Passage:
◆ ◆ ◆ ◆ ◆ ◆ ◆
Lab News

Lab News

Yes we are still here!!!

Hi everyone. I’m Erika one of JMSS’s lab technicians. I am that person that is often seen around the labs cleaning, tiding up, putting things out for your prac classes and occasionally I will be in the room helping the teachers with a demonstration or asking them a question. 

 

During this untimely event I will be writing a small lab update for you all because I know how much you are all missing hanging out with your friends and teachers, the labs, the void area, the basketball court and Tuesday morning breakfast club. Trust me it’s defiantly not the same here without all of you. 

 

I am currently at school 3 days a week to support the science teachers with any demos they are wanting to do for you during this time. So when you are all in class with your teachers I am doing other things. For example writing safety paperwork, cleaning up the schools chemical store room, and doing some prac work for Miss Xu and Mrs Bohni’s ESV bioinformatics class.
◆ ◆ ◆ ◆ ◆ ◆ ◆
Problems to solve:
1. Reproduce the Lab News post from "Hi everyone. I’m" up to and including "them a question.".
2. Resume writing the Lab News post, starting after its final sentence.
◆ ◆ ◆ ◆ ◆ ◆ ◆
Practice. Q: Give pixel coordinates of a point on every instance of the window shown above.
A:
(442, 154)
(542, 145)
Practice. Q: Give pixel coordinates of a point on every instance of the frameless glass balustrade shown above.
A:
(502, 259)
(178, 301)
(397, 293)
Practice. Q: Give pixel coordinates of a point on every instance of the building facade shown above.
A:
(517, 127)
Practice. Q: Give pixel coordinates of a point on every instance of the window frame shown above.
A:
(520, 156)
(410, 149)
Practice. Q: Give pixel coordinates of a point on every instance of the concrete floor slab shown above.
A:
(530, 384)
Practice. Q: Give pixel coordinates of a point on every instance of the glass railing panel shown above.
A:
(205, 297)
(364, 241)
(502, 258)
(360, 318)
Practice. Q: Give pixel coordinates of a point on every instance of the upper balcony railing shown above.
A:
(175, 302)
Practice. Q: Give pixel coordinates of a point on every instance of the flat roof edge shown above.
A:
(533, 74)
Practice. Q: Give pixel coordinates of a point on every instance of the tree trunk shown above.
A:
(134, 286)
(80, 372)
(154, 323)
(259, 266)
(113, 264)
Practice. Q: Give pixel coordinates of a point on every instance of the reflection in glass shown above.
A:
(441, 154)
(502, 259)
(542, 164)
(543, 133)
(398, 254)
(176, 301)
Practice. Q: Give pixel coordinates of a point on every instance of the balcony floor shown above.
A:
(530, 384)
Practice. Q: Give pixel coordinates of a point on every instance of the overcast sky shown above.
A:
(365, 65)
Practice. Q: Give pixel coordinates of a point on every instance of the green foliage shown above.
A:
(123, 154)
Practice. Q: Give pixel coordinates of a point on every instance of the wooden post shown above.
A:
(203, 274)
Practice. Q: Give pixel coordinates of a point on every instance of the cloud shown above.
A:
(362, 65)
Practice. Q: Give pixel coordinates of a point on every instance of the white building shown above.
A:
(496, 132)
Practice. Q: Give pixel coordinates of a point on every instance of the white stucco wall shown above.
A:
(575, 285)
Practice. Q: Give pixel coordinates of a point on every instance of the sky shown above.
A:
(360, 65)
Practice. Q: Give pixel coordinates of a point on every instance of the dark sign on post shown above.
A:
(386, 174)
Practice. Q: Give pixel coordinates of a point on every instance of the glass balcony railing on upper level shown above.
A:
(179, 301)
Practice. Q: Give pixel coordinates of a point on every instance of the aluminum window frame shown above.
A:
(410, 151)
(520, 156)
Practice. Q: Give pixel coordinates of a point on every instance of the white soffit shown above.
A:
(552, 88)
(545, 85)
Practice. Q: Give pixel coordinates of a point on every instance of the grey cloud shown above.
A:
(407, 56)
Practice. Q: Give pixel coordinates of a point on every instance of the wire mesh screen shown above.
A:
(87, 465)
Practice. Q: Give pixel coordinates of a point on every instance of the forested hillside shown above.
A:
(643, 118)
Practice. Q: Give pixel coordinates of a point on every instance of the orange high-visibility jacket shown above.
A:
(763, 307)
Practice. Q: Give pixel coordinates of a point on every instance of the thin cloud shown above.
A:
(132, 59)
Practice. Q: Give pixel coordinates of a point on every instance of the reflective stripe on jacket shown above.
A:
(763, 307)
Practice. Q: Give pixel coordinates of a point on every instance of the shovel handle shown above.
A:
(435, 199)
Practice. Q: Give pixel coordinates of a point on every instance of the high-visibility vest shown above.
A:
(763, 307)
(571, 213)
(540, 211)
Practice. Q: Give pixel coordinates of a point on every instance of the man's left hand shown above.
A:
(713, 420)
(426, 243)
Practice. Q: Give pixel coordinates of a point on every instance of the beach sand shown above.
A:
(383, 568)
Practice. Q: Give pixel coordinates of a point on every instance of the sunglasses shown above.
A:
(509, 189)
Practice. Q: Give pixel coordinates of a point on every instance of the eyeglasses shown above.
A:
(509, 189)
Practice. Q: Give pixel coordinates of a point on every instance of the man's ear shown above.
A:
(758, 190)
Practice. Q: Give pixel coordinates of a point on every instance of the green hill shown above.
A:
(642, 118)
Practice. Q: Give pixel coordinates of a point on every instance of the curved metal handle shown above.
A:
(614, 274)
◆ ◆ ◆ ◆ ◆ ◆ ◆
Results in order:
1.
Hi everyone. I’m Erika one of JMSS’s lab technicians. I am that person that is often seen around the labs cleaning, tiding up, putting things out for your prac classes and occasionally I will be in the room helping the teachers with a demonstration or asking them a question.

2.
For this project we going to see if different stages of a bananas ripeness will degrade the chlorophyll DNA. I am doing this by extracting the DNA of a bananas skins (I have 2 bananas at different stages of ripeness to speed this process up), running a PCR with special primers that code only for Chlorophyll DNA (extra reading for this can be found at this link: https://www.ncbi.nlm.nih.gov/pubmed/25373752). I will then send the PCR product to Monash University where it will be sequenced for us using Sanger sequencing techniques and finally send Miss Xu and Mrs Bohni the data files we get back from Monash. They will then use this data in their class. It is a very exciting project that I have been working on with them for the last 2 and a half years and it’s something I really enjoy doing. 

 

In this class in previous years we have also been looking for the elusive single codon in this banana sequences that is different trying to show that there is a different variety of bananas available in Australia. Mrs Bohni and I spent many hours in 2018 extracting DNA from banana skin samples from all over Victoria to try and prove this.  As well as this last year in semester 1 we tried to use a similar system for identifying Eucalyptus trees but found it very hard to do because the sequence of DNA we were trying to use is different in trees from different regions of Australia. For example two trees planted next to each other might be the same species but one may be from Queensland and the other from Western Australia and they may both be planted in a park in Victoria, very annoying. That’s why this year we are going with different stages of banana ripeness to see if there is any variation for something different.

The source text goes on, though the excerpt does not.